- **WRITTEN INSTRUCTION**:
Could you copy the part of the records that opens with the line containing "the red stripe" and runs through the end of the records, keeping the requests, but with every coordinate in the answers multiplied by 1.6 and rounded to a whole number with halves going up? Give only that part.

(Object pointing dataset rows)
▼

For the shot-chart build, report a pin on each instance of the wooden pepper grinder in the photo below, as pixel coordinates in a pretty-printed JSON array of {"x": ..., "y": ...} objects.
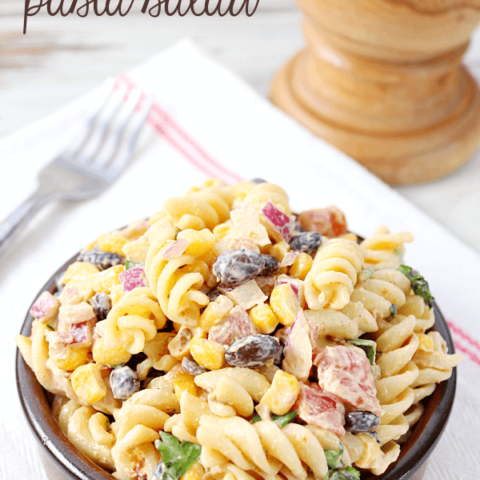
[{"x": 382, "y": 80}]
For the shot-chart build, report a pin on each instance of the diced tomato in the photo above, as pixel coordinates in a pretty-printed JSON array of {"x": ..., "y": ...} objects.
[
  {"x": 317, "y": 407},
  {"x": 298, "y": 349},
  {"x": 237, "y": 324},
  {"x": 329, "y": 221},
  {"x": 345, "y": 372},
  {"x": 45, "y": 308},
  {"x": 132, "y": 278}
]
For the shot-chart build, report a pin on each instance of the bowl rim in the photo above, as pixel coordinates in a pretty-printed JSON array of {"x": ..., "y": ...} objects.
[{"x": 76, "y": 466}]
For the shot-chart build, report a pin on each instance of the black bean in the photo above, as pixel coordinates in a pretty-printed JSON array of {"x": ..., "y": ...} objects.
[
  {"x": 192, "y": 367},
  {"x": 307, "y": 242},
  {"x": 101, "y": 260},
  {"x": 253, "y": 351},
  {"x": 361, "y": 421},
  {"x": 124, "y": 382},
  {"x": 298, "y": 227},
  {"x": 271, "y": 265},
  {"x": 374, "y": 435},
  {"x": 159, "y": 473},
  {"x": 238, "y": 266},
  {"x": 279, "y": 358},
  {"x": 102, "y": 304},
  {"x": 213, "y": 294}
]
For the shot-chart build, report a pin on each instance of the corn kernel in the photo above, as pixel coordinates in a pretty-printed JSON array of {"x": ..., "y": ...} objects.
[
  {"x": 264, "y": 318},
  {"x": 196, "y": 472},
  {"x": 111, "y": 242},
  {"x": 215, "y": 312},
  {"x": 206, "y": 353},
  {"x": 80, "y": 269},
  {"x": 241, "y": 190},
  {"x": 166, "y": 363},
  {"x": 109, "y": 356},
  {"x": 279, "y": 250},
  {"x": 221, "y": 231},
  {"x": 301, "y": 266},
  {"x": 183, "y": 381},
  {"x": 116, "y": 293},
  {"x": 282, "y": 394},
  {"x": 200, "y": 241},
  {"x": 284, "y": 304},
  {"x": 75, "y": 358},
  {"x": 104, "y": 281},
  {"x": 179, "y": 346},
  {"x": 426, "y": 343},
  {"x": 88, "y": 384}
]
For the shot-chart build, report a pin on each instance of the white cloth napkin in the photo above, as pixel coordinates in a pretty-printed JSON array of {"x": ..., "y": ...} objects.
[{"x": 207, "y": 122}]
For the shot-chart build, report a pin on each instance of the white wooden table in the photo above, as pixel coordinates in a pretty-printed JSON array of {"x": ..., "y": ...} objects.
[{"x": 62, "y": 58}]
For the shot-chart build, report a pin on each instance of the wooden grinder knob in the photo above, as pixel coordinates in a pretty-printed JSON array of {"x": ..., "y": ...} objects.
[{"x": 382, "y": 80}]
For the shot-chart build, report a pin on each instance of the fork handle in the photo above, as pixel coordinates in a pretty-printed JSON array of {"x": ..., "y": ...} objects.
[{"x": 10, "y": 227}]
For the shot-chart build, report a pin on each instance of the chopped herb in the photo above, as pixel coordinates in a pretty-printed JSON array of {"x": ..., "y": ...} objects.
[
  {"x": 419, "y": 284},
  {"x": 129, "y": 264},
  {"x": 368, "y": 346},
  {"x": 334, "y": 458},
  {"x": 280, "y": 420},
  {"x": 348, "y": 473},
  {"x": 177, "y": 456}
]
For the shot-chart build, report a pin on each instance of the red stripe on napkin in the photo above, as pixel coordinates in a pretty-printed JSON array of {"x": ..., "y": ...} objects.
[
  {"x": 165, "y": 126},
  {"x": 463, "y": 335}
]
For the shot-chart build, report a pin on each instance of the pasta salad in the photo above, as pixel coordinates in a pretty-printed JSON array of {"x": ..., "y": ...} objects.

▲

- **SOLVED PROBLEM**:
For the shot-chart build, report a pin on each instance of the red stripe on napkin in the photo above, as pixel coordinates in a pretty-printed JSON array of {"x": ..., "y": ...} objects.
[
  {"x": 264, "y": 202},
  {"x": 741, "y": 536}
]
For the shot-chart build, report a pin on each instance of the pasta salad in the photo above, as pixel coordinates in a pretty-printed JSON array of {"x": ..., "y": ...} objects.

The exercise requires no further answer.